● **Activity**
Take the data from its first line. Print each line exactly until the line containing "Provide one point per instance of the valtra" has been printed too.

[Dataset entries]
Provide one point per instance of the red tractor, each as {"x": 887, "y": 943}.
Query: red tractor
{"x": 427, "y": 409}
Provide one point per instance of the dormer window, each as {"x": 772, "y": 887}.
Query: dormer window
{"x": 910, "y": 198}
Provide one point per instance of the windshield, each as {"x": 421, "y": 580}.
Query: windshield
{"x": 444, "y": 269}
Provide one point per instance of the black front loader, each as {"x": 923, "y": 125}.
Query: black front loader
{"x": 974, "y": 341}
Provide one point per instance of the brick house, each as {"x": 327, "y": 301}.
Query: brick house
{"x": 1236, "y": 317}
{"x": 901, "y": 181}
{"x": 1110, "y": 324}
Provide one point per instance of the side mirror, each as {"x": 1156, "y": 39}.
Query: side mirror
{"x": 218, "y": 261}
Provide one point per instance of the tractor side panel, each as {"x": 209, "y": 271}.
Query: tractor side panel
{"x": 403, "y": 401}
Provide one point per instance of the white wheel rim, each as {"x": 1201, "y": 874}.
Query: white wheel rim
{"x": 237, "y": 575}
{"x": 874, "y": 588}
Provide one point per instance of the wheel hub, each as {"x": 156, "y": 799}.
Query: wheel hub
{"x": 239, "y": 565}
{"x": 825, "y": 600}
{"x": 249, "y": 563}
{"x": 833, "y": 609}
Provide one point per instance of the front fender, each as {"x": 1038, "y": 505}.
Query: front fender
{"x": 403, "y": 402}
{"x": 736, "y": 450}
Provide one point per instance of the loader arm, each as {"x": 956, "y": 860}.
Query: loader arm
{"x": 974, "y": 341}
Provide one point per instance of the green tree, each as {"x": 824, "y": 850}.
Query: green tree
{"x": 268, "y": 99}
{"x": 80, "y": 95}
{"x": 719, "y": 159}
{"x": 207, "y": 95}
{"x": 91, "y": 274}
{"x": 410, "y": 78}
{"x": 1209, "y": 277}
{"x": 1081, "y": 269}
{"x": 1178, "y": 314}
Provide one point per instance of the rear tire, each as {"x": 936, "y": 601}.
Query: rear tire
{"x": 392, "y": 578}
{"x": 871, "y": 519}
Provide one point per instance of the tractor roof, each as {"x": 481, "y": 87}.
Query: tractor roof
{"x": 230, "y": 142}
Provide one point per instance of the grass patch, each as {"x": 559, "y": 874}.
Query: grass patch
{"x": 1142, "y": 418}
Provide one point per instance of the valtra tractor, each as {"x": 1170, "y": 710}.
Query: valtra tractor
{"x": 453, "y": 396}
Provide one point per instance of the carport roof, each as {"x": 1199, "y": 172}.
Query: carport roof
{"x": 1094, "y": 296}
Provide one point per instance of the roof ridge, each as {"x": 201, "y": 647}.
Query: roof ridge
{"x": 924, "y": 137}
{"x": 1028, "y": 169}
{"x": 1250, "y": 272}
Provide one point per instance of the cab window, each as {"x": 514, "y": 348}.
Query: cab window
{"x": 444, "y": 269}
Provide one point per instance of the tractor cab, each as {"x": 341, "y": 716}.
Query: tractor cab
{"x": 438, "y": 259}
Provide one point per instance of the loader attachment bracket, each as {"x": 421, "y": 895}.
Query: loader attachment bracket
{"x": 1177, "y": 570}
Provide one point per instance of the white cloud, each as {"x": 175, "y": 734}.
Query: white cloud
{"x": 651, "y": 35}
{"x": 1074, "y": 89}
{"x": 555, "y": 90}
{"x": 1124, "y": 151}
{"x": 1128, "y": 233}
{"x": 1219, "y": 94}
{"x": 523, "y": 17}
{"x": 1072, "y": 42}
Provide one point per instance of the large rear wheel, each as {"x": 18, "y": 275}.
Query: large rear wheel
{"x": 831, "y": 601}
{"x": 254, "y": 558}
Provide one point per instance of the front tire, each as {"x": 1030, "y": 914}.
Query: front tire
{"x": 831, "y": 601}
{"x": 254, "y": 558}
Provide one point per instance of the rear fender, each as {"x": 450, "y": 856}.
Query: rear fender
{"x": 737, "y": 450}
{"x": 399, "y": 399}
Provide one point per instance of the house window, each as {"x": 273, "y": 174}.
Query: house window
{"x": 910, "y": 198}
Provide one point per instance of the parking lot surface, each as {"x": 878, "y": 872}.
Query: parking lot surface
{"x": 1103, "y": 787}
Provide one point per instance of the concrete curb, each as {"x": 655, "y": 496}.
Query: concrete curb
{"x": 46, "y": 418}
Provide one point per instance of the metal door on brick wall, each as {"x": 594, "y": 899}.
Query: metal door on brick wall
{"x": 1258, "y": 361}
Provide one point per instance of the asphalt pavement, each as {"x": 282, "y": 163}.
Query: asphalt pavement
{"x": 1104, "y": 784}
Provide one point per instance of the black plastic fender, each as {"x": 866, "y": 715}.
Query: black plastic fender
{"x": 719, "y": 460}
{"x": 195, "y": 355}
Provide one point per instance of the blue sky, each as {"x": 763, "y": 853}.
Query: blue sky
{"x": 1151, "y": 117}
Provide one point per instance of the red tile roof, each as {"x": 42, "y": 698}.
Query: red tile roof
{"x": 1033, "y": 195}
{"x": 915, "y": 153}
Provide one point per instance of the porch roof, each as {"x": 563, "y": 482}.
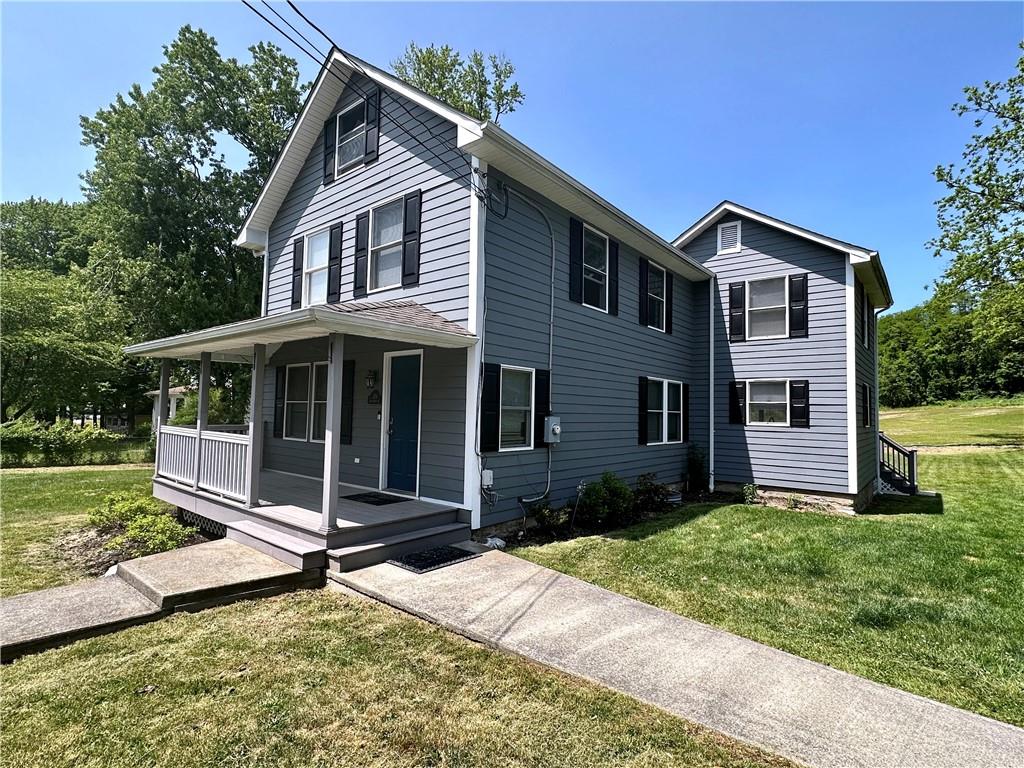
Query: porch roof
{"x": 395, "y": 321}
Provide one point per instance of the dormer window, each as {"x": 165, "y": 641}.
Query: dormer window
{"x": 728, "y": 238}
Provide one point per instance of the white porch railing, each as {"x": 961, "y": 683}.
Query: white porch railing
{"x": 220, "y": 466}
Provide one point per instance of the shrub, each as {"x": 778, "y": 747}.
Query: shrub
{"x": 650, "y": 498}
{"x": 147, "y": 535}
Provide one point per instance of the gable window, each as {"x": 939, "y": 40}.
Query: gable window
{"x": 516, "y": 432}
{"x": 386, "y": 224}
{"x": 766, "y": 308}
{"x": 297, "y": 402}
{"x": 655, "y": 297}
{"x": 595, "y": 269}
{"x": 351, "y": 136}
{"x": 728, "y": 238}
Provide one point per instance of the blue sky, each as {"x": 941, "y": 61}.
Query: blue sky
{"x": 830, "y": 116}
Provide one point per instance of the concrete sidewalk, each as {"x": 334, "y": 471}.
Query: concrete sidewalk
{"x": 799, "y": 709}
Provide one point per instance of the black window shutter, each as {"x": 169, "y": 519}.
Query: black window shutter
{"x": 612, "y": 278}
{"x": 411, "y": 241}
{"x": 334, "y": 266}
{"x": 542, "y": 403}
{"x": 737, "y": 401}
{"x": 330, "y": 147}
{"x": 491, "y": 413}
{"x": 297, "y": 263}
{"x": 798, "y": 305}
{"x": 668, "y": 301}
{"x": 361, "y": 251}
{"x": 737, "y": 311}
{"x": 279, "y": 401}
{"x": 347, "y": 400}
{"x": 686, "y": 413}
{"x": 373, "y": 126}
{"x": 642, "y": 406}
{"x": 644, "y": 272}
{"x": 800, "y": 403}
{"x": 576, "y": 261}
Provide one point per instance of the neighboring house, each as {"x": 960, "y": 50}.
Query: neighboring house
{"x": 452, "y": 320}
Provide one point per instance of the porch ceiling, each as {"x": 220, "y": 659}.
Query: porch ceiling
{"x": 394, "y": 321}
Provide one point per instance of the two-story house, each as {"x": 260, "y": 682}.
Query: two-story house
{"x": 453, "y": 329}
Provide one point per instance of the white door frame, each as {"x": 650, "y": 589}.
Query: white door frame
{"x": 386, "y": 416}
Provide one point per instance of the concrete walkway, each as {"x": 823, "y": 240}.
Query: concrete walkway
{"x": 799, "y": 709}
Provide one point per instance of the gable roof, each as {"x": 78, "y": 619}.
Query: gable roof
{"x": 482, "y": 139}
{"x": 866, "y": 262}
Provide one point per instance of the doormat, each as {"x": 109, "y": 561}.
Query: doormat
{"x": 375, "y": 498}
{"x": 431, "y": 559}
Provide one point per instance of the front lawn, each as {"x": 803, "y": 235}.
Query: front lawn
{"x": 931, "y": 603}
{"x": 320, "y": 679}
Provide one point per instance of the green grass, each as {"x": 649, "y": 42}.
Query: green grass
{"x": 320, "y": 679}
{"x": 931, "y": 603}
{"x": 38, "y": 505}
{"x": 982, "y": 422}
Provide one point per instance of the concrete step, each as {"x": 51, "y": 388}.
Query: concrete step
{"x": 289, "y": 549}
{"x": 371, "y": 553}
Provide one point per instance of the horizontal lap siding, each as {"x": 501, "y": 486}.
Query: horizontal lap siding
{"x": 597, "y": 360}
{"x": 403, "y": 165}
{"x": 813, "y": 459}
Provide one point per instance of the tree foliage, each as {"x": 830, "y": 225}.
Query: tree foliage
{"x": 478, "y": 85}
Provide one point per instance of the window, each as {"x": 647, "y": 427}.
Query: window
{"x": 516, "y": 409}
{"x": 314, "y": 268}
{"x": 728, "y": 238}
{"x": 766, "y": 308}
{"x": 768, "y": 402}
{"x": 665, "y": 412}
{"x": 386, "y": 224}
{"x": 655, "y": 297}
{"x": 595, "y": 269}
{"x": 351, "y": 136}
{"x": 297, "y": 402}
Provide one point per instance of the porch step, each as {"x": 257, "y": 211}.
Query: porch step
{"x": 371, "y": 553}
{"x": 289, "y": 549}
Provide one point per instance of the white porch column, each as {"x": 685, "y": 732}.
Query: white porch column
{"x": 332, "y": 438}
{"x": 203, "y": 410}
{"x": 255, "y": 426}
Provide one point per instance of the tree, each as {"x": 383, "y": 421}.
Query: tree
{"x": 478, "y": 86}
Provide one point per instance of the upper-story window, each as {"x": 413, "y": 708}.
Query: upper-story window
{"x": 595, "y": 269}
{"x": 351, "y": 136}
{"x": 314, "y": 268}
{"x": 766, "y": 308}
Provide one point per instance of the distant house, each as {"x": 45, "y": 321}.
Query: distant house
{"x": 453, "y": 329}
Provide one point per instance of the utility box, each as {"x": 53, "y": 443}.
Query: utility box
{"x": 552, "y": 429}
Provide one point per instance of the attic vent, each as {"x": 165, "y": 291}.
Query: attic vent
{"x": 728, "y": 237}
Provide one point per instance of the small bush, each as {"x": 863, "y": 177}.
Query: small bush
{"x": 147, "y": 535}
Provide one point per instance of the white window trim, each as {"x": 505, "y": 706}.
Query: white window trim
{"x": 664, "y": 297}
{"x": 739, "y": 237}
{"x": 784, "y": 305}
{"x": 529, "y": 414}
{"x": 341, "y": 169}
{"x": 307, "y": 271}
{"x": 288, "y": 376}
{"x": 312, "y": 396}
{"x": 747, "y": 416}
{"x": 607, "y": 258}
{"x": 665, "y": 412}
{"x": 371, "y": 248}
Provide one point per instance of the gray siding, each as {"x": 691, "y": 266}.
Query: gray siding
{"x": 597, "y": 360}
{"x": 813, "y": 459}
{"x": 441, "y": 428}
{"x": 403, "y": 165}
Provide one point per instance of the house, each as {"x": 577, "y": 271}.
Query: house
{"x": 454, "y": 329}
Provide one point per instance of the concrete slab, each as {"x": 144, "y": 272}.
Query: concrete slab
{"x": 802, "y": 710}
{"x": 45, "y": 619}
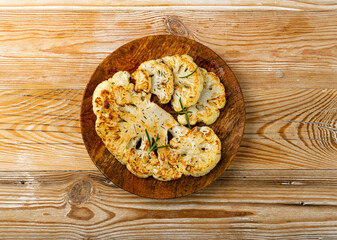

● **Result of the exercise**
Provide one point per instance of the red tractor, each as {"x": 887, "y": 943}.
Query: red tractor
{"x": 427, "y": 409}
Provide one point per instance of the dormer window, each as {"x": 772, "y": 887}.
Query: dormer window
{"x": 910, "y": 198}
Provide one point per instance of the windshield, each as {"x": 421, "y": 580}.
Query: windshield
{"x": 444, "y": 269}
Provide one point per instance of the black front loader, each as {"x": 923, "y": 125}.
Query: black front loader
{"x": 974, "y": 341}
Provide one point per instance of the brick house, each as {"x": 327, "y": 301}.
Query: brick house
{"x": 1236, "y": 317}
{"x": 901, "y": 181}
{"x": 1110, "y": 324}
Provide one point per instance of the side mirror, each as {"x": 1156, "y": 39}.
Query: side mirror
{"x": 218, "y": 261}
Provide one point per instance of the tractor side panel, each as {"x": 209, "y": 271}.
Query: tractor side panel
{"x": 403, "y": 401}
Provide one point per instance of the white wheel rim, each as {"x": 1201, "y": 874}.
Query: white wheel rim
{"x": 237, "y": 575}
{"x": 874, "y": 588}
Provide one point per instance of the wheel hub, each as {"x": 156, "y": 799}.
Query: wheel hub
{"x": 239, "y": 565}
{"x": 825, "y": 600}
{"x": 249, "y": 563}
{"x": 833, "y": 609}
Provide one point per instance of the front fender, each as {"x": 1038, "y": 505}.
Query: front fender
{"x": 403, "y": 402}
{"x": 736, "y": 450}
Provide one point per instance of the loader arm, each as {"x": 956, "y": 860}.
Query: loader arm
{"x": 974, "y": 341}
Provide one point per instance of the green tree, each as {"x": 824, "y": 850}.
Query: green tree
{"x": 268, "y": 99}
{"x": 80, "y": 95}
{"x": 719, "y": 159}
{"x": 207, "y": 95}
{"x": 91, "y": 274}
{"x": 410, "y": 78}
{"x": 1209, "y": 277}
{"x": 1081, "y": 269}
{"x": 1178, "y": 314}
Provide one point per instance of the rear tire, each as {"x": 936, "y": 601}.
Query: rear tire
{"x": 392, "y": 578}
{"x": 871, "y": 519}
Provide one point per instance of the tractor roof, each as {"x": 481, "y": 87}.
Query: tractor roof
{"x": 230, "y": 142}
Provide one point per instance of the grass patch, each as {"x": 559, "y": 874}.
Query: grass patch
{"x": 1142, "y": 418}
Provide one point per instance of the valtra tractor, each as {"x": 1170, "y": 710}.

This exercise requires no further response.